▶ What this task involves
Extract exactly the lines from the top of the records through the line containing "Spot eyebrow in this frame.", and keep pictures out of the copy.
START Data extracts
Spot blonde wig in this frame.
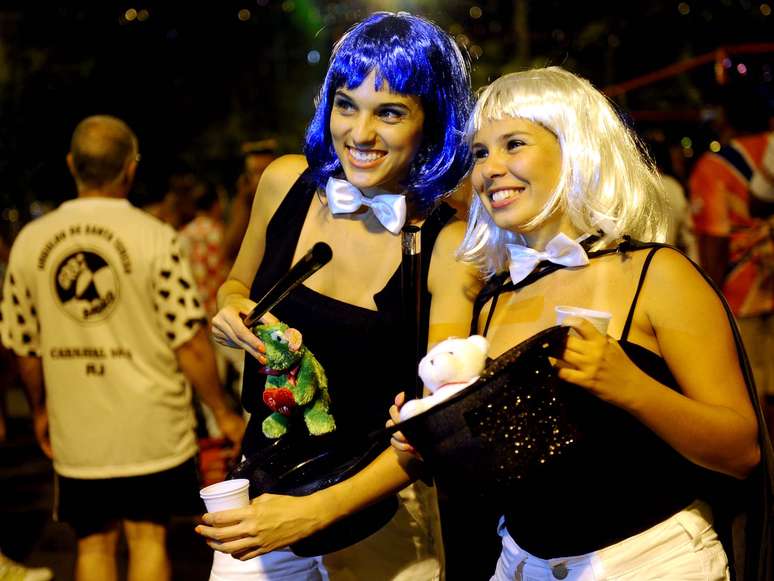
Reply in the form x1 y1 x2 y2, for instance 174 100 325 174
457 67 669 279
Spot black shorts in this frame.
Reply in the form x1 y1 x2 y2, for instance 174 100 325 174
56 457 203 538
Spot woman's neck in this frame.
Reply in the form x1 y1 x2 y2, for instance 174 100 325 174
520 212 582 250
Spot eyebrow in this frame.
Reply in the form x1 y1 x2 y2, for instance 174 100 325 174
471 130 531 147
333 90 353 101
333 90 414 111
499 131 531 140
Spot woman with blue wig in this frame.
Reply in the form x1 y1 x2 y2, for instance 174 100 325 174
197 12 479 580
END Data extracts
▶ Completed task
Spot blonde wig in this frame.
Reply in the form x1 y1 x2 y2, for instance 174 100 325 174
457 67 669 279
Spot black shorts in this frame.
Reply in the form x1 y1 x2 y2, for instance 174 100 325 174
56 457 203 538
Spot woman's neck in this frame.
Reply in the form x1 y1 x2 y2, for instance 174 100 325 174
520 212 582 250
Spot eyebrow in this frame.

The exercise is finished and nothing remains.